- **PROBLEM**
Print exactly the lines from the one containing "Target: chair armrest" through the last line of the listing, both included.
START RAW RECORDS
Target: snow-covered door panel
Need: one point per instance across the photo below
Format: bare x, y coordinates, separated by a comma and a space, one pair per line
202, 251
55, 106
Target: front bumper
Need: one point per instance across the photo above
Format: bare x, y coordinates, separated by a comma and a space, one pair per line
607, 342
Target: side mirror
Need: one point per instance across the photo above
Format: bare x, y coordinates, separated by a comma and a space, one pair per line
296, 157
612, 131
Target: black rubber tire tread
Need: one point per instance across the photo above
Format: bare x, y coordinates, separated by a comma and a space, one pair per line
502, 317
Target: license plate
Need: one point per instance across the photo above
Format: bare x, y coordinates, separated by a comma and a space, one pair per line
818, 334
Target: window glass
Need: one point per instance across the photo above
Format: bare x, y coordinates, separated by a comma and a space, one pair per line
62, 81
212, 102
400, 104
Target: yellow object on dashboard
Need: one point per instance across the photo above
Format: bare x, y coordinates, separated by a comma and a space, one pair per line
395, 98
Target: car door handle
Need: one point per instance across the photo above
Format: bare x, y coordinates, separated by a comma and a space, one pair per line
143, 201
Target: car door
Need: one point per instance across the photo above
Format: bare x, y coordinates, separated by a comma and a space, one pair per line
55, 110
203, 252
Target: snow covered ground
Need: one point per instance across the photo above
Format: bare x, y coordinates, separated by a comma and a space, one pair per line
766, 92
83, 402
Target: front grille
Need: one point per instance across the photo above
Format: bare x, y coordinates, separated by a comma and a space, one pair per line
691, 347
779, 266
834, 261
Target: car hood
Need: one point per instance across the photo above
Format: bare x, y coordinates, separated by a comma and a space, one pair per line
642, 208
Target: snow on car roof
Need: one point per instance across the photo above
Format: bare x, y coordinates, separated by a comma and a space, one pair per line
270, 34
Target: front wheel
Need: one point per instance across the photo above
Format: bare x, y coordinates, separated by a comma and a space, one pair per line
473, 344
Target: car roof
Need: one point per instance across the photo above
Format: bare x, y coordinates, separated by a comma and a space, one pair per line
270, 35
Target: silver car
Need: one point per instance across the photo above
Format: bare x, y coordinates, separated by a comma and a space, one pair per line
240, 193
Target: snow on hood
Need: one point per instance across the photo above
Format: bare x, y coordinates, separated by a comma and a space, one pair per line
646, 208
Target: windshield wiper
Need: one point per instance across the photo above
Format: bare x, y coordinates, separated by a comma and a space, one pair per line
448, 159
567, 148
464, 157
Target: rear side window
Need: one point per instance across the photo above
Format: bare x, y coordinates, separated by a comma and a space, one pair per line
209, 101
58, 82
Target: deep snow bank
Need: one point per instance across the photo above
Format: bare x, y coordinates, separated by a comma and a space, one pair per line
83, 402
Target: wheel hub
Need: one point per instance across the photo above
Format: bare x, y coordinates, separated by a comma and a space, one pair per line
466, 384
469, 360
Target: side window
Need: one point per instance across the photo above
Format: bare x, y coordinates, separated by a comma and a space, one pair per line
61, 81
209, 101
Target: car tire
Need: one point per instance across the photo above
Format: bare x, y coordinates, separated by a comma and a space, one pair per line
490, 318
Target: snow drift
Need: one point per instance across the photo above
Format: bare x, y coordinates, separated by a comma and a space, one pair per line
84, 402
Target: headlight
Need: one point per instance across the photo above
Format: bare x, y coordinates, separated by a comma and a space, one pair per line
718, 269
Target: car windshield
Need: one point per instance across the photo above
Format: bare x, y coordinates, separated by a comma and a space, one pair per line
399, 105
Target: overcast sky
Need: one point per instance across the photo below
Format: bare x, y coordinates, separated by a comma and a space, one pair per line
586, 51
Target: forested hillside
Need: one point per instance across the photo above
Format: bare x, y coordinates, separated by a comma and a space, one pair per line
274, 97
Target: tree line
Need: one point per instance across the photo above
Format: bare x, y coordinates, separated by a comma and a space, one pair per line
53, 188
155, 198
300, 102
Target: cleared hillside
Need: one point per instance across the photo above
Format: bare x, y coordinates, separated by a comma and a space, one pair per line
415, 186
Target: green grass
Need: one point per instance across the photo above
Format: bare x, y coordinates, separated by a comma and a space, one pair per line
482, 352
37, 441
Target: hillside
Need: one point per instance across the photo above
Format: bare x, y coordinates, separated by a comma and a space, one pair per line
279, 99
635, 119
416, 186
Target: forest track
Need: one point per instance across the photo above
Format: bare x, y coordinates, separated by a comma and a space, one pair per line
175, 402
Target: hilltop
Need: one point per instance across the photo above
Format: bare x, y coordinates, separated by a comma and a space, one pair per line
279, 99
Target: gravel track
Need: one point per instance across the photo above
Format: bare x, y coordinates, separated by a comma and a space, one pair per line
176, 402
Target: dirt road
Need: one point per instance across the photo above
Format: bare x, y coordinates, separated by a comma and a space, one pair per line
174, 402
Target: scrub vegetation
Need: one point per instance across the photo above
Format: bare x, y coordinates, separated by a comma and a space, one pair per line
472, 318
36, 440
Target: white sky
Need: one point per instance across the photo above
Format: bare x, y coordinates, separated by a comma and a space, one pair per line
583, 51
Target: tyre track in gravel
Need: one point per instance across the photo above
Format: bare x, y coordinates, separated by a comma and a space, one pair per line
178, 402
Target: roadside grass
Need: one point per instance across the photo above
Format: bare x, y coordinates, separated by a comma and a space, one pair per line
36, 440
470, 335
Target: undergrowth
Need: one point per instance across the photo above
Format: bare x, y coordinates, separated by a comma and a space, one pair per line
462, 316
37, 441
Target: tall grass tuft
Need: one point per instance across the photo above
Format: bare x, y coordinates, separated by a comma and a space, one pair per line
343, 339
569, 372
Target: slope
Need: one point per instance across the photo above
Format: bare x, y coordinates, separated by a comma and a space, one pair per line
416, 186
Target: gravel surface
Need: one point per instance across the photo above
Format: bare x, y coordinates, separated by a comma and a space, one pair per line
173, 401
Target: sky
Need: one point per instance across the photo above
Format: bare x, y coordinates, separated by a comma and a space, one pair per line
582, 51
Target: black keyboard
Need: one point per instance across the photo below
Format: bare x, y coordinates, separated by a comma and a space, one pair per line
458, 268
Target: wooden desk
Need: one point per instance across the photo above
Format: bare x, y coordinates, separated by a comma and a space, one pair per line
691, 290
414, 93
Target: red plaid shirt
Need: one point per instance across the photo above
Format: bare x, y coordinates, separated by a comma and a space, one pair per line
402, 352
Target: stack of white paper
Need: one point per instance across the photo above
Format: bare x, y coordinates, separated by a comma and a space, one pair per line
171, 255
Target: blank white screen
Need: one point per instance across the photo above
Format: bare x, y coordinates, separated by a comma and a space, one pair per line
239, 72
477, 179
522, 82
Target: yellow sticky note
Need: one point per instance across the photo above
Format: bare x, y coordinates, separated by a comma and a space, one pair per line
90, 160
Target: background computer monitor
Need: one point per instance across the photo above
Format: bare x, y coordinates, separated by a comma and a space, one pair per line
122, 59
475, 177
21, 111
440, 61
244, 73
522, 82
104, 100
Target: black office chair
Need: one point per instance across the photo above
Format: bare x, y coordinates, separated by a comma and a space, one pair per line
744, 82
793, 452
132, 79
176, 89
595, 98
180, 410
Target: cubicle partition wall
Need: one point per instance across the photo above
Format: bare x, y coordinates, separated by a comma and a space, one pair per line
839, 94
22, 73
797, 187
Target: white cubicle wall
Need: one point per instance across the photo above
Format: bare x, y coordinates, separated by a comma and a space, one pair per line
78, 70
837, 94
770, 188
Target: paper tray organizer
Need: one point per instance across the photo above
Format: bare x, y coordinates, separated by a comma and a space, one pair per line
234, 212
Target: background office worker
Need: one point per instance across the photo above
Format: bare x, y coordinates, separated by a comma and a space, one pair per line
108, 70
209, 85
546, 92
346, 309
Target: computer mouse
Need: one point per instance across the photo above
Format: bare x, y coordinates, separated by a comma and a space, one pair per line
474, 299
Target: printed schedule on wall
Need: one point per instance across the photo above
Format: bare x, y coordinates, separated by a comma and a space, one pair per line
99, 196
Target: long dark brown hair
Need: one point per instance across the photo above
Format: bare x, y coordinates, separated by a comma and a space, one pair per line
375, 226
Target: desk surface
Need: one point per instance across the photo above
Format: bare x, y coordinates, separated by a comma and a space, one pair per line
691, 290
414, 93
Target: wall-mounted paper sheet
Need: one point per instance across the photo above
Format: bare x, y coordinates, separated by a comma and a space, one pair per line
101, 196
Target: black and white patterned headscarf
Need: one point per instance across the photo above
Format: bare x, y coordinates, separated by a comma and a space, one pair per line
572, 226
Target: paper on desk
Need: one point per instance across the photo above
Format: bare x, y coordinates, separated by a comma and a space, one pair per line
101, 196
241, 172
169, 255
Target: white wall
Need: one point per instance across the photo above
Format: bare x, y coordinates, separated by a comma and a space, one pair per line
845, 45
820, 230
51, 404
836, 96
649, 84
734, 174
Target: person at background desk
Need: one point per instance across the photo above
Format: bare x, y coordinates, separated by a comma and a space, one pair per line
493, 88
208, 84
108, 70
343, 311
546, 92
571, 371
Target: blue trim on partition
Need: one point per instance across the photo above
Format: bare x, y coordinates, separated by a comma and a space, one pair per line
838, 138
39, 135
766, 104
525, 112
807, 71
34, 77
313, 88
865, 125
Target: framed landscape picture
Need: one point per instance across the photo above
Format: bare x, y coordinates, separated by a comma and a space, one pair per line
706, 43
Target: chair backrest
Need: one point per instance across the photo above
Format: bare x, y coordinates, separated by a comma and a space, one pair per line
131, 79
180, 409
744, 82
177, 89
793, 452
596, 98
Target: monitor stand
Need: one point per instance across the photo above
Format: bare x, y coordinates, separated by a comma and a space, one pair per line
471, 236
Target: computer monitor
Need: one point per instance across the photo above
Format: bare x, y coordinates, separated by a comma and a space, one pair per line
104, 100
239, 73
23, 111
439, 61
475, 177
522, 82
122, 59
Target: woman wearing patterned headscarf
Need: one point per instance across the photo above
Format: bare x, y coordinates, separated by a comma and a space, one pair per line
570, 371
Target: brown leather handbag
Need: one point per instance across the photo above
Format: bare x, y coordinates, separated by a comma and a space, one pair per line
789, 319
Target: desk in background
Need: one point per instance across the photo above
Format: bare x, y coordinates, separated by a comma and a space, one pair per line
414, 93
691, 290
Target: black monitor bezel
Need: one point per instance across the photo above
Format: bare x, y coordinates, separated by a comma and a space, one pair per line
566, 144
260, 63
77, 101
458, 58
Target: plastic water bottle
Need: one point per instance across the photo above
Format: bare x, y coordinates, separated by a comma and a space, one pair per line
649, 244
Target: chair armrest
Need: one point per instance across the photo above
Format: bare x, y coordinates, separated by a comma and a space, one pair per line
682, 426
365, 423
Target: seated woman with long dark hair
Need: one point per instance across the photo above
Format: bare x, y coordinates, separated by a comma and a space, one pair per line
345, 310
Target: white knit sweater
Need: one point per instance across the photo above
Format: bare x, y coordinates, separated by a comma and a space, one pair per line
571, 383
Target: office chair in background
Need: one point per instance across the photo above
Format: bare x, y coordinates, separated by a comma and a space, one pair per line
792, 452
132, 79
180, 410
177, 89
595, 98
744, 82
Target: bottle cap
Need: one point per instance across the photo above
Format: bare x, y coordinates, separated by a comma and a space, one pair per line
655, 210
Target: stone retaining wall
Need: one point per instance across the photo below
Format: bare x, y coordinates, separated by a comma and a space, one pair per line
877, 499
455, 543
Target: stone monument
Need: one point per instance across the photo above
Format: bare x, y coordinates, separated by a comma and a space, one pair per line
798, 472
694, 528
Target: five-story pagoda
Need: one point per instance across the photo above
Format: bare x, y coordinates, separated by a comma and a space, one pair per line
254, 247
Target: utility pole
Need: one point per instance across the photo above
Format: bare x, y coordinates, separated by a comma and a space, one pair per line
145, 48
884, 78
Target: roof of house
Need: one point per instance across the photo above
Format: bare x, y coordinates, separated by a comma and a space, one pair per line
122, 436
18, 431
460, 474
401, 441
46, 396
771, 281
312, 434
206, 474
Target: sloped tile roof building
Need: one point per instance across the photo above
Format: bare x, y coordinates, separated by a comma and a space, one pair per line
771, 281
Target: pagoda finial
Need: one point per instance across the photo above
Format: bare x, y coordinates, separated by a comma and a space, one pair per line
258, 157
END RAW RECORDS
- **ANSWER**
Target: chair armrest
Need: one point per instance across the photo above
Format: bare x, y coordinates, separated by a comma and a space, one pair per line
682, 426
365, 423
Target: seated woman with long dark hair
Need: one point per instance across the photo above
Format: bare x, y coordinates, separated by a comma and a space, one pair per line
345, 310
Target: white knit sweater
Need: one point per instance across the photo above
Format: bare x, y coordinates, separated by a comma and a space, one pair per line
571, 383
Target: office chair in background
Need: one point per instance across the photo above
Format: bare x, y coordinates, separated by a comma and a space, one pair per line
792, 452
132, 79
180, 410
177, 89
595, 98
744, 82
Target: bottle cap
Need: one point per instance across the photo above
Format: bare x, y coordinates, separated by a comma and a space, one pair per line
655, 210
Target: stone retaining wall
Need: one point per instance across the photo below
Format: bare x, y coordinates, separated by a comma and a space, one pair per line
877, 499
455, 543
Target: stone monument
Need: one point per instance across the photo above
Format: bare x, y coordinates, separated by a comma and a space, one pair per line
798, 472
694, 528
Target: five-story pagoda
Need: one point per instance across the photo above
Format: bare x, y coordinates, separated by a comma and a space, one pair per line
254, 247
Target: utility pole
Need: one point per instance across the photo above
Format: bare x, y coordinates, separated by a comma and a space, one pair per line
145, 48
884, 78
Target: roof of house
Need: one point per instance across the photo above
Format: bare x, y coordinates, separated by a comma and a space, one pair per line
122, 436
18, 431
460, 474
401, 441
46, 396
771, 281
312, 434
206, 474
Target: sloped tile roof building
Need: one point per instance across the photo above
Format: bare x, y coordinates, separated by a comma and a space, one pair per line
771, 281
Target: pagoda finial
Need: one point per instance across the photo above
Format: bare x, y coordinates, separated by a comma and a space, one pair per line
258, 157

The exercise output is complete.